DIRECTIVE: Recast the lines below as a Markdown table with two columns, Row and Line. Number each line in order and skip any blank lines.

(Records drawn from a collection)
--- start ---

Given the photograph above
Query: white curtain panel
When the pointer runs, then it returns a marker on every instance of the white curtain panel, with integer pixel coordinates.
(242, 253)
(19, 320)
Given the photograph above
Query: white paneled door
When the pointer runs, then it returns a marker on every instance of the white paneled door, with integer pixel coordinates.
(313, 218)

--- end ---

RESPONSE TO THE TASK:
| Row | Line |
|---|---|
| 1 | Given the photograph above |
| 2 | Query: white curtain panel |
| 3 | When the pointer runs, then it returns a marker on every instance of the white curtain panel, with integer pixel coordinates. |
| 4 | (242, 253) |
| 5 | (19, 320) |
| 6 | Given the photograph above |
| 7 | Query: white paneled door |
| 8 | When the pointer runs, then it returns a marker on every instance of the white paneled door, with integer pixel coordinates. |
| 9 | (313, 218) |